**INSTRUCTIONS FOR THE TASK:**
Copy every line that holds the string "instance" from the data below.

**DATA SECTION:**
┌──

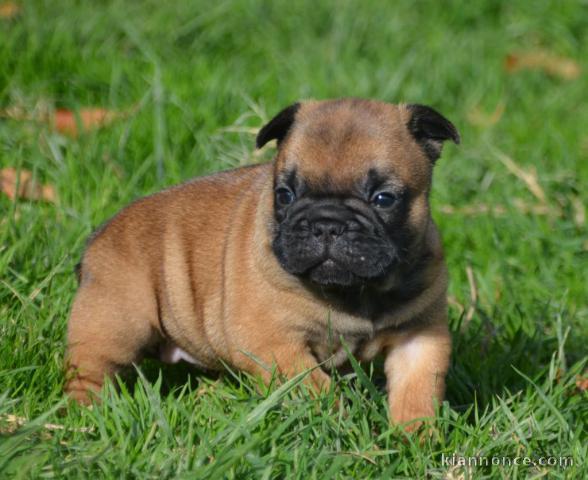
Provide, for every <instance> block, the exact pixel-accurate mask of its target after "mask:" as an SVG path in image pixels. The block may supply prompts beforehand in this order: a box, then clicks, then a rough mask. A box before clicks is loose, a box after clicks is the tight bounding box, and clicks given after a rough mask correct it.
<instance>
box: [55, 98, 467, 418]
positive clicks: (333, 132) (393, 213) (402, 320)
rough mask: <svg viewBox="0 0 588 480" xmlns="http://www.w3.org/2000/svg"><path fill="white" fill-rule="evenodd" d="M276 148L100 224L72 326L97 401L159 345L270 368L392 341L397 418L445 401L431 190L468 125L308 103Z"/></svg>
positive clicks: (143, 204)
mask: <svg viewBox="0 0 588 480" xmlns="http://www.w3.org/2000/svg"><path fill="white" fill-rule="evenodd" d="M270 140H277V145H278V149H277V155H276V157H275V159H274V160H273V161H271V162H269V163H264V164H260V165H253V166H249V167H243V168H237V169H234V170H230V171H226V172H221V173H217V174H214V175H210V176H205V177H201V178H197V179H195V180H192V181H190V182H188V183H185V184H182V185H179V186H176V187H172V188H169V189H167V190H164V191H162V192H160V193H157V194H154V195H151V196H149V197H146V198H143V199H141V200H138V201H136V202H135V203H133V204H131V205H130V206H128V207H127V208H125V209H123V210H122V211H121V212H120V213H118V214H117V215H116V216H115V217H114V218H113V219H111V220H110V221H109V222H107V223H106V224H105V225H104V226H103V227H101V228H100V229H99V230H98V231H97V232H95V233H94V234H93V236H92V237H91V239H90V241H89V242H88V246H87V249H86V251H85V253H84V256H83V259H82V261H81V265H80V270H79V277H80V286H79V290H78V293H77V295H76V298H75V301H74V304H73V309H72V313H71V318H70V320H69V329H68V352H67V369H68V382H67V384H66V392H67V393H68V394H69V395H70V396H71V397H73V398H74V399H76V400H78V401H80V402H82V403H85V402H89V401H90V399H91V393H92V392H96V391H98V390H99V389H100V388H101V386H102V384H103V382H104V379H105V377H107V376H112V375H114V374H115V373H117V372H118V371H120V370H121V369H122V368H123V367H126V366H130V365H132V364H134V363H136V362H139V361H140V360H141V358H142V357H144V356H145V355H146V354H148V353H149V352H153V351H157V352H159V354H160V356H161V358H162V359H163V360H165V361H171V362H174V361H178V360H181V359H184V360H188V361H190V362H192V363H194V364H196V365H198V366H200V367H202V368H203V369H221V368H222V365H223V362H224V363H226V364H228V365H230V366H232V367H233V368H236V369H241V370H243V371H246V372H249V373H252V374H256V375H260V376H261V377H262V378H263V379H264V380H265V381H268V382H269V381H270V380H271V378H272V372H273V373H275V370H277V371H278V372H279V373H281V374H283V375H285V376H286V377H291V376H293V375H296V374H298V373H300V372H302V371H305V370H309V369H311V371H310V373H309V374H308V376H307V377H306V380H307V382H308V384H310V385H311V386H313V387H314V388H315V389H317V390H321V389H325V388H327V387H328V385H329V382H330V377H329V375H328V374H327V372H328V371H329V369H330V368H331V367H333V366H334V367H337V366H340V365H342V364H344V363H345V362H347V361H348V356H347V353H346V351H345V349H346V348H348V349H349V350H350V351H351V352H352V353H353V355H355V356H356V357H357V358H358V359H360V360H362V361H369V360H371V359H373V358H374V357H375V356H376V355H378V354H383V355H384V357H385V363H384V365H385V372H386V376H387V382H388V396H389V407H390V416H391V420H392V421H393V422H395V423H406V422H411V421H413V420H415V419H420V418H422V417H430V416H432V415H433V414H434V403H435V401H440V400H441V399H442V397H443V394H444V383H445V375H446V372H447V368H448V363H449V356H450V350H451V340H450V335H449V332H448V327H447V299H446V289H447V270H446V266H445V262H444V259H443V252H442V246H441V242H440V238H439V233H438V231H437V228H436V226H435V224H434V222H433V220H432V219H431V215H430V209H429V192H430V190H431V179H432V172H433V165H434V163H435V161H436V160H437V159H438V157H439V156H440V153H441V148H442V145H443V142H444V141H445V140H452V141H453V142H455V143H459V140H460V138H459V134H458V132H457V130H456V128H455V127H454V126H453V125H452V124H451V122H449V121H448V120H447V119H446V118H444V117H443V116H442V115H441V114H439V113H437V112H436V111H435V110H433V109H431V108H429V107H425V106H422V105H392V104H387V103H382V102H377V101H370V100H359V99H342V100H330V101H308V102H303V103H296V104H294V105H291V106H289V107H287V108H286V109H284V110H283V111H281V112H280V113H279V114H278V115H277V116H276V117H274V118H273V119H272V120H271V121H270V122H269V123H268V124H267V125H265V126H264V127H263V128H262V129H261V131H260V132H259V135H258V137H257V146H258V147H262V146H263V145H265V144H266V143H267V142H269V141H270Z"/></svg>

└──

**SOLUTION TO THIS EXERCISE:**
Provide, for every <instance> block, the exact pixel-accurate mask of its target after "mask:" as an SVG path in image pixels. The block may supply prompts beforehand in this order: a box, then clicks, then a rough mask. A box before clicks is loose, a box after clicks is the tight bounding box, and clicks given after a rough mask correct it.
<instance>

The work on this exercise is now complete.